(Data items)
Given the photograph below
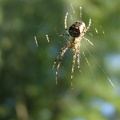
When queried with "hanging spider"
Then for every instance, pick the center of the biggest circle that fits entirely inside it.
(75, 33)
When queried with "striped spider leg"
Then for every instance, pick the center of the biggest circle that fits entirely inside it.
(75, 33)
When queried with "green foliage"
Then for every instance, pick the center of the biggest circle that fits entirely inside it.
(27, 81)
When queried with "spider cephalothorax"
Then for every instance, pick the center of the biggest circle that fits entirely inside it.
(77, 29)
(76, 33)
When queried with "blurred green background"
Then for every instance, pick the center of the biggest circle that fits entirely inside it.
(27, 81)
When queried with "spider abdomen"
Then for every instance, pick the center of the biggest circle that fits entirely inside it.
(77, 29)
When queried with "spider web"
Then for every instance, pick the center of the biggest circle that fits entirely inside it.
(84, 55)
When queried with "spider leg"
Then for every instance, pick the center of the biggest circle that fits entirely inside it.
(88, 41)
(73, 65)
(78, 59)
(59, 62)
(88, 25)
(60, 53)
(59, 58)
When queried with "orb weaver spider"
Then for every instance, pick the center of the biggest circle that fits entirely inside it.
(75, 33)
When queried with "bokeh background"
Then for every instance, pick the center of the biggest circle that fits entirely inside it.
(27, 81)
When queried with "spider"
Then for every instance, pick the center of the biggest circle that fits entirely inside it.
(75, 33)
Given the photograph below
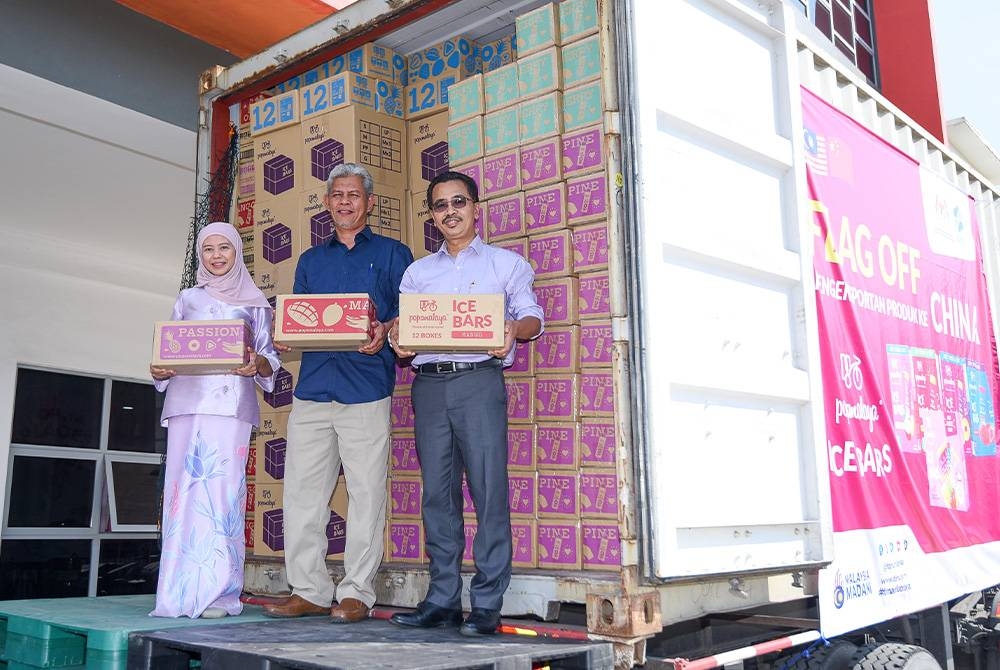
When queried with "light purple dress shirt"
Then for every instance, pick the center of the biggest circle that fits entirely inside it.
(220, 395)
(479, 268)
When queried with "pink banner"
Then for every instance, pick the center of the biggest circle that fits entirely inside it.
(906, 340)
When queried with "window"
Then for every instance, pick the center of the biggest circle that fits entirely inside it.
(83, 487)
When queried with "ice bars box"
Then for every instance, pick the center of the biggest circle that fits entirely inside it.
(451, 322)
(327, 322)
(203, 347)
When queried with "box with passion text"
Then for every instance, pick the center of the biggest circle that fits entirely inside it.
(324, 322)
(451, 322)
(201, 347)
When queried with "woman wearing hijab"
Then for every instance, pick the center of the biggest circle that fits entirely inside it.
(209, 419)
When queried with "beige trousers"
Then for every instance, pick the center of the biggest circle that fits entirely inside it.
(321, 437)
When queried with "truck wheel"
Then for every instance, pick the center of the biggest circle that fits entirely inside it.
(838, 655)
(892, 656)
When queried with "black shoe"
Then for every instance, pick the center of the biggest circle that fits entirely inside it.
(428, 615)
(480, 622)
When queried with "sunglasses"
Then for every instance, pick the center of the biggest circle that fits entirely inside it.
(458, 202)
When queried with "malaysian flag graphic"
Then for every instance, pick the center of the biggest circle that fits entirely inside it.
(816, 157)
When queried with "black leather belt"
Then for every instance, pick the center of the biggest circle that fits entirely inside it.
(445, 367)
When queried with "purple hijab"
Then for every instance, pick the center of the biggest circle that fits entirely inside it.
(236, 287)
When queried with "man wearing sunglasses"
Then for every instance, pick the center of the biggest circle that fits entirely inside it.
(460, 406)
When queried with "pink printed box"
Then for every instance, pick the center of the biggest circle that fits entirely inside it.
(599, 494)
(602, 546)
(558, 299)
(501, 173)
(558, 495)
(522, 494)
(559, 545)
(201, 347)
(545, 209)
(556, 397)
(597, 394)
(551, 254)
(590, 247)
(541, 163)
(597, 442)
(505, 217)
(406, 541)
(520, 400)
(558, 350)
(403, 455)
(557, 446)
(404, 497)
(595, 296)
(521, 448)
(583, 151)
(586, 198)
(596, 343)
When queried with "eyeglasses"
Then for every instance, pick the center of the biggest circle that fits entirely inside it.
(458, 202)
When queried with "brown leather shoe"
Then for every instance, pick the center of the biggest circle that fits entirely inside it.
(293, 606)
(349, 610)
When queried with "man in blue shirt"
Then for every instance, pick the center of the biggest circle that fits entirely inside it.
(460, 406)
(340, 414)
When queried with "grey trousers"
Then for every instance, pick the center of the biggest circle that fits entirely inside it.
(461, 426)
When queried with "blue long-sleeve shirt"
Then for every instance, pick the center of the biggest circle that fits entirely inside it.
(375, 266)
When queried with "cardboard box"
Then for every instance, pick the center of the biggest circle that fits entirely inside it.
(602, 546)
(522, 494)
(505, 217)
(599, 494)
(537, 30)
(551, 254)
(524, 550)
(404, 497)
(597, 393)
(539, 73)
(465, 99)
(557, 446)
(541, 163)
(586, 198)
(500, 88)
(465, 140)
(558, 495)
(559, 299)
(324, 321)
(520, 400)
(557, 350)
(582, 106)
(521, 448)
(577, 18)
(401, 410)
(500, 130)
(583, 151)
(581, 61)
(353, 135)
(406, 541)
(427, 148)
(557, 397)
(597, 442)
(201, 347)
(451, 322)
(276, 168)
(403, 455)
(501, 173)
(545, 209)
(594, 296)
(271, 114)
(541, 117)
(590, 247)
(596, 344)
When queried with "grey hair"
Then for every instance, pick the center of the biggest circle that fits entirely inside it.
(351, 170)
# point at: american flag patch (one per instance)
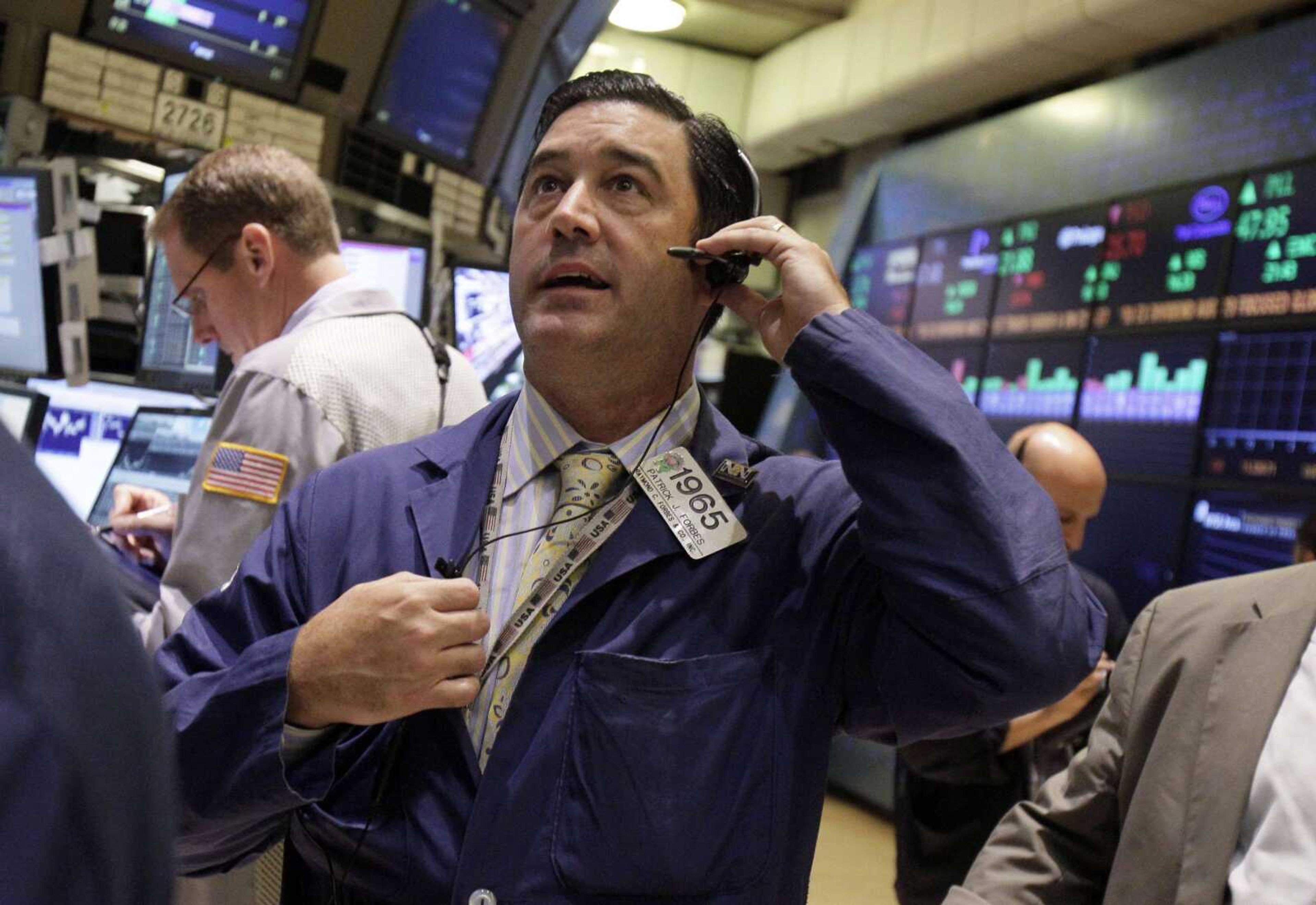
(245, 471)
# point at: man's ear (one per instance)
(256, 252)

# Task to complete
Can you reproduce every line from the one containing "# point at: american" through the end of the entries above, requests included, with each answer coordinate scaled by 2.55 and rounded to a whole number, halves rounded up? Omit the pictures from your answer.

# Result of the exercise
# point at: american flag patch (one per instance)
(625, 1201)
# point at: man's ear (one per instance)
(653, 643)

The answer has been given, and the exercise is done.